Stored dataset items:

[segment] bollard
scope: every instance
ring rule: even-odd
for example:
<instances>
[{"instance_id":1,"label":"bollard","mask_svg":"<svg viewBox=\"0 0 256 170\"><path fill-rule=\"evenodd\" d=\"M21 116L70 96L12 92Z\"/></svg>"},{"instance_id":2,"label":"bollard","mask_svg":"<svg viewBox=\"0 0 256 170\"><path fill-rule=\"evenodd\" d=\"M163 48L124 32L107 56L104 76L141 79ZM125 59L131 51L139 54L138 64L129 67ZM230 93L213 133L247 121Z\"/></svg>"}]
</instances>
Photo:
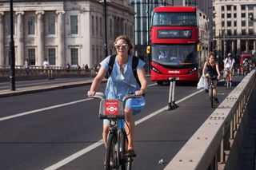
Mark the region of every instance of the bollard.
<instances>
[{"instance_id":1,"label":"bollard","mask_svg":"<svg viewBox=\"0 0 256 170\"><path fill-rule=\"evenodd\" d=\"M53 70L48 69L48 80L52 80L52 79L54 79Z\"/></svg>"},{"instance_id":2,"label":"bollard","mask_svg":"<svg viewBox=\"0 0 256 170\"><path fill-rule=\"evenodd\" d=\"M175 104L175 100L174 100L175 85L176 85L175 78L171 78L170 81L169 104L168 104L167 110L173 110L178 107Z\"/></svg>"}]
</instances>

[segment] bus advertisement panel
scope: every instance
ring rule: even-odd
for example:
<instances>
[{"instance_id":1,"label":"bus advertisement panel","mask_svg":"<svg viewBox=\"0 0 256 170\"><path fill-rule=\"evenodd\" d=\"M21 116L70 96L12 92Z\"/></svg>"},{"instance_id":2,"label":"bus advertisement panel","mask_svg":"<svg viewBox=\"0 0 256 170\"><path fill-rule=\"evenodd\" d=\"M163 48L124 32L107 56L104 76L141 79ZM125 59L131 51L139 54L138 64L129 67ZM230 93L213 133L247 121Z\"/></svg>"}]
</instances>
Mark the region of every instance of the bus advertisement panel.
<instances>
[{"instance_id":1,"label":"bus advertisement panel","mask_svg":"<svg viewBox=\"0 0 256 170\"><path fill-rule=\"evenodd\" d=\"M208 18L191 6L161 6L151 22L151 80L198 81L209 49Z\"/></svg>"}]
</instances>

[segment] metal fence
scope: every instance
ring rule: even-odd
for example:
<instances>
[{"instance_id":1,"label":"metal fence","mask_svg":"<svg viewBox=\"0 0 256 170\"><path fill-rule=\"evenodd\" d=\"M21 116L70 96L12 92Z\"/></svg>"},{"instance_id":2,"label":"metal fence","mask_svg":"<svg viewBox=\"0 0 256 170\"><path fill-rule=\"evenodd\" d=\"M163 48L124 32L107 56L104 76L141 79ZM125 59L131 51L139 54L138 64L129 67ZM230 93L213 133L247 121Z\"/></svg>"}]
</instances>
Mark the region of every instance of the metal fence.
<instances>
[{"instance_id":1,"label":"metal fence","mask_svg":"<svg viewBox=\"0 0 256 170\"><path fill-rule=\"evenodd\" d=\"M54 78L65 76L90 76L94 77L97 72L94 69L82 69L78 68L70 68L66 69L63 67L48 66L44 69L42 66L30 66L29 69L25 69L23 66L15 66L16 77L46 77L48 78ZM9 77L10 66L0 65L0 77Z\"/></svg>"},{"instance_id":2,"label":"metal fence","mask_svg":"<svg viewBox=\"0 0 256 170\"><path fill-rule=\"evenodd\" d=\"M239 148L242 145L242 128L246 124L246 106L255 88L255 72L252 70L234 88L167 164L166 170L235 169Z\"/></svg>"}]
</instances>

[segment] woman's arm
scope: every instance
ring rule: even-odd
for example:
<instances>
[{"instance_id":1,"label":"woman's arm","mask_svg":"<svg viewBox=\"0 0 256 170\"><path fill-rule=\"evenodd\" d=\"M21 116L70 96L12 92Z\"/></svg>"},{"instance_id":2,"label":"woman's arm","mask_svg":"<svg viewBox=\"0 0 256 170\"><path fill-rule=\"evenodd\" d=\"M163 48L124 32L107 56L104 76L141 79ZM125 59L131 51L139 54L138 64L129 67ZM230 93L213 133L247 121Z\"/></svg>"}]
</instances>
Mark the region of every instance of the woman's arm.
<instances>
[{"instance_id":1,"label":"woman's arm","mask_svg":"<svg viewBox=\"0 0 256 170\"><path fill-rule=\"evenodd\" d=\"M206 77L206 68L207 65L207 62L205 62L205 64L203 65L203 68L202 68L202 77Z\"/></svg>"},{"instance_id":2,"label":"woman's arm","mask_svg":"<svg viewBox=\"0 0 256 170\"><path fill-rule=\"evenodd\" d=\"M146 79L146 73L145 73L145 69L143 67L142 67L139 69L137 69L137 74L138 74L138 77L139 81L141 82L141 89L138 91L135 92L135 95L142 95L143 93L145 93L145 91L147 88L147 81Z\"/></svg>"},{"instance_id":3,"label":"woman's arm","mask_svg":"<svg viewBox=\"0 0 256 170\"><path fill-rule=\"evenodd\" d=\"M94 96L95 94L96 90L99 84L102 81L103 78L105 77L106 73L106 70L104 69L103 67L101 67L97 76L94 79L93 83L91 84L90 91L87 92L87 95L89 97Z\"/></svg>"},{"instance_id":4,"label":"woman's arm","mask_svg":"<svg viewBox=\"0 0 256 170\"><path fill-rule=\"evenodd\" d=\"M219 79L219 77L221 77L221 73L219 72L219 69L218 69L218 62L216 61L216 71L218 73L218 79Z\"/></svg>"}]
</instances>

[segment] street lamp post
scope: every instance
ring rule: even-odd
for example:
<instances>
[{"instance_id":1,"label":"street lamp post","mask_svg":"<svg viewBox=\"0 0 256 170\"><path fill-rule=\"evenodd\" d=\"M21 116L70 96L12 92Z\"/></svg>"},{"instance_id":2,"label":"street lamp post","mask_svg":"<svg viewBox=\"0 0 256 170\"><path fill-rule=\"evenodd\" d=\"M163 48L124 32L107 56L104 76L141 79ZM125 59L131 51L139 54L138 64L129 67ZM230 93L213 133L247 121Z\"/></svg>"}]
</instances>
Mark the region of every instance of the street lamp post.
<instances>
[{"instance_id":1,"label":"street lamp post","mask_svg":"<svg viewBox=\"0 0 256 170\"><path fill-rule=\"evenodd\" d=\"M104 0L104 20L105 20L105 57L107 56L107 33L106 33L106 0Z\"/></svg>"},{"instance_id":2,"label":"street lamp post","mask_svg":"<svg viewBox=\"0 0 256 170\"><path fill-rule=\"evenodd\" d=\"M9 45L9 59L10 59L10 90L15 90L15 53L14 41L14 11L13 0L10 0L10 40Z\"/></svg>"}]
</instances>

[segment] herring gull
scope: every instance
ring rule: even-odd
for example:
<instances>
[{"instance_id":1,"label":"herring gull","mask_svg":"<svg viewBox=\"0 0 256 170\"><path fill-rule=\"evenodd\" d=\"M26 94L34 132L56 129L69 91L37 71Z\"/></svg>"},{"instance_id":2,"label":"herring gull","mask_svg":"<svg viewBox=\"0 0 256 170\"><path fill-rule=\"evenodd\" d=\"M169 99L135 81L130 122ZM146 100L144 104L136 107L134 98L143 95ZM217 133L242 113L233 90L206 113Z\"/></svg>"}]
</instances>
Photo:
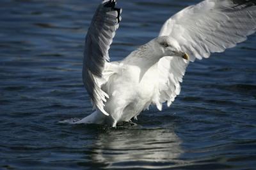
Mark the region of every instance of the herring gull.
<instances>
[{"instance_id":1,"label":"herring gull","mask_svg":"<svg viewBox=\"0 0 256 170\"><path fill-rule=\"evenodd\" d=\"M124 60L108 50L121 20L116 0L104 0L85 39L83 79L95 110L73 124L129 122L150 104L170 106L180 92L186 69L246 39L256 31L256 0L205 0L170 18L159 37Z\"/></svg>"}]
</instances>

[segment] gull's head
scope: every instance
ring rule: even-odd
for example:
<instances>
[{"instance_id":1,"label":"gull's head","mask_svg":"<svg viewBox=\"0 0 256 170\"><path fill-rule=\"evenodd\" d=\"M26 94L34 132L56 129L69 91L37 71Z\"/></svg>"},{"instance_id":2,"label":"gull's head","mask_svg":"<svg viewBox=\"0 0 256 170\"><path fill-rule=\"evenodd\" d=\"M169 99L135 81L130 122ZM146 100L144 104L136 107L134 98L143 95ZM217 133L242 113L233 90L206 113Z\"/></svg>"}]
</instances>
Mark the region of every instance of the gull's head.
<instances>
[{"instance_id":1,"label":"gull's head","mask_svg":"<svg viewBox=\"0 0 256 170\"><path fill-rule=\"evenodd\" d=\"M180 57L189 60L189 55L182 52L179 43L170 36L160 36L150 41L152 48L161 57L164 56Z\"/></svg>"}]
</instances>

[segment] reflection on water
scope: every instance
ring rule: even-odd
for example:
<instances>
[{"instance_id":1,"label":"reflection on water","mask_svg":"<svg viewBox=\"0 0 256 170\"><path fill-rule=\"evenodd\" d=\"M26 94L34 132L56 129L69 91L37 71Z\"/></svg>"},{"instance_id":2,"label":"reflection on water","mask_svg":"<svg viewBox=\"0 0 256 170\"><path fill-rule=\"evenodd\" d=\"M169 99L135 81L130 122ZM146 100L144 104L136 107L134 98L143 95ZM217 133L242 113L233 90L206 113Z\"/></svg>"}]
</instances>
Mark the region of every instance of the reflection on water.
<instances>
[{"instance_id":1,"label":"reflection on water","mask_svg":"<svg viewBox=\"0 0 256 170\"><path fill-rule=\"evenodd\" d=\"M100 1L1 0L0 169L255 169L256 34L191 63L171 108L142 113L138 126L56 123L92 112L83 50ZM118 0L111 59L199 1Z\"/></svg>"},{"instance_id":2,"label":"reflection on water","mask_svg":"<svg viewBox=\"0 0 256 170\"><path fill-rule=\"evenodd\" d=\"M92 159L111 168L165 168L180 163L181 143L172 129L111 129L99 136Z\"/></svg>"}]
</instances>

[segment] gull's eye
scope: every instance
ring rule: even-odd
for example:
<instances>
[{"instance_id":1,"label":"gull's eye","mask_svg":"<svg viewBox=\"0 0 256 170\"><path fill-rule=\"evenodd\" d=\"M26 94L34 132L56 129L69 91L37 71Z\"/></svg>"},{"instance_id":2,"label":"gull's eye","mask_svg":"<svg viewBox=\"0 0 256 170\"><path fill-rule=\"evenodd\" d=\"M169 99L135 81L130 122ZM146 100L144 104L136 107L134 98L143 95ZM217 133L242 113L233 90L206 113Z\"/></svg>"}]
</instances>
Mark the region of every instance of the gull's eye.
<instances>
[{"instance_id":1,"label":"gull's eye","mask_svg":"<svg viewBox=\"0 0 256 170\"><path fill-rule=\"evenodd\" d=\"M167 47L168 46L168 45L167 43L163 43L161 44L162 46L164 46L164 47Z\"/></svg>"}]
</instances>

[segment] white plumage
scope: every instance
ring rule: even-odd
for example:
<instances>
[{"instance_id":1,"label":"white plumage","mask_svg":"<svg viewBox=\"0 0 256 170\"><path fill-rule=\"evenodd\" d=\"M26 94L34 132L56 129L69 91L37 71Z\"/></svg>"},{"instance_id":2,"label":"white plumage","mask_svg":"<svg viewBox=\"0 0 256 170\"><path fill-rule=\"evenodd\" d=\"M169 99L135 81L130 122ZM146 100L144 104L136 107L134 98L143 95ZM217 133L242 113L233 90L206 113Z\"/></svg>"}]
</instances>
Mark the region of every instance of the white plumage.
<instances>
[{"instance_id":1,"label":"white plumage","mask_svg":"<svg viewBox=\"0 0 256 170\"><path fill-rule=\"evenodd\" d=\"M150 104L162 110L180 92L186 68L246 39L256 31L256 1L205 0L177 13L159 36L123 60L109 62L108 50L121 20L115 0L104 0L86 38L83 81L96 110L74 124L129 121Z\"/></svg>"}]
</instances>

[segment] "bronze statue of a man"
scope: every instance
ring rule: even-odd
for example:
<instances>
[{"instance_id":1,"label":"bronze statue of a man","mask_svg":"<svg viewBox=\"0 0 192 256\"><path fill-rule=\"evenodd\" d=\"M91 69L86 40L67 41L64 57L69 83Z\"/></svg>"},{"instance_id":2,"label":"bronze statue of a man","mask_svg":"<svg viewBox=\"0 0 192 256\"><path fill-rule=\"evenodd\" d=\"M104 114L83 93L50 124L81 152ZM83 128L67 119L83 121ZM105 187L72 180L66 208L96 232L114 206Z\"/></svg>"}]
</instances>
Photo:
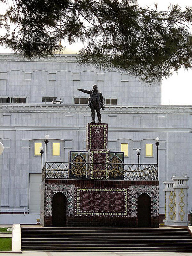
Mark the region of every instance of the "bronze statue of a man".
<instances>
[{"instance_id":1,"label":"bronze statue of a man","mask_svg":"<svg viewBox=\"0 0 192 256\"><path fill-rule=\"evenodd\" d=\"M88 101L88 106L90 107L91 111L91 118L92 118L91 123L95 122L95 109L96 111L98 122L101 123L101 116L100 109L102 109L103 110L105 108L103 98L101 93L98 91L97 86L96 84L94 84L93 89L93 90L91 91L88 91L80 88L78 88L77 90L83 93L90 94Z\"/></svg>"}]
</instances>

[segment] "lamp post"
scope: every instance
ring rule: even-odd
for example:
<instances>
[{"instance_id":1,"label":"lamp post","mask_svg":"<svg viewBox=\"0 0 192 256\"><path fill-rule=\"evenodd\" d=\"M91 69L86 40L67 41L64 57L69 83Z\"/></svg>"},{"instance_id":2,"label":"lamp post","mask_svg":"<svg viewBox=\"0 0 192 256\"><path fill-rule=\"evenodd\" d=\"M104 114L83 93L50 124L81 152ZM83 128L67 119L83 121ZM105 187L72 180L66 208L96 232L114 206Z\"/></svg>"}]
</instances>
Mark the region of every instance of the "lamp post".
<instances>
[{"instance_id":1,"label":"lamp post","mask_svg":"<svg viewBox=\"0 0 192 256\"><path fill-rule=\"evenodd\" d=\"M45 163L47 163L47 143L49 142L49 136L48 134L46 134L45 135L45 139L44 141L44 142L45 143Z\"/></svg>"},{"instance_id":2,"label":"lamp post","mask_svg":"<svg viewBox=\"0 0 192 256\"><path fill-rule=\"evenodd\" d=\"M137 152L137 155L138 155L138 172L139 173L139 178L140 177L140 174L139 174L139 156L141 154L140 153L140 150L139 148L137 148L136 151Z\"/></svg>"},{"instance_id":3,"label":"lamp post","mask_svg":"<svg viewBox=\"0 0 192 256\"><path fill-rule=\"evenodd\" d=\"M155 138L155 140L156 141L155 145L157 147L157 179L159 178L159 168L158 168L158 147L159 147L159 138L158 137L157 137Z\"/></svg>"},{"instance_id":4,"label":"lamp post","mask_svg":"<svg viewBox=\"0 0 192 256\"><path fill-rule=\"evenodd\" d=\"M43 169L43 154L44 151L43 150L43 148L42 147L40 147L39 148L40 153L41 155L41 170Z\"/></svg>"},{"instance_id":5,"label":"lamp post","mask_svg":"<svg viewBox=\"0 0 192 256\"><path fill-rule=\"evenodd\" d=\"M4 147L3 144L3 143L0 142L0 155L1 155L3 150L4 150Z\"/></svg>"}]
</instances>

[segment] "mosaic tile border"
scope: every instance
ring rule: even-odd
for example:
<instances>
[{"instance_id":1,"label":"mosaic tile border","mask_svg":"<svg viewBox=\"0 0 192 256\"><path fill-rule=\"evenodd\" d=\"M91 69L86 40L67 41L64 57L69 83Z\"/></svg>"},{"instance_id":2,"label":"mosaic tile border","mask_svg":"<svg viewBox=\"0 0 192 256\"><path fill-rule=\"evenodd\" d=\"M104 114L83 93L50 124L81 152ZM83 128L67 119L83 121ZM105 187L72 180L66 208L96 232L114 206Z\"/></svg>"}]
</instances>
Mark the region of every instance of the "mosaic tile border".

▸ **PROBLEM TO WORK ON**
Please state how many lines of the records contain the string "head", giving only the number.

▸ **REPLY**
4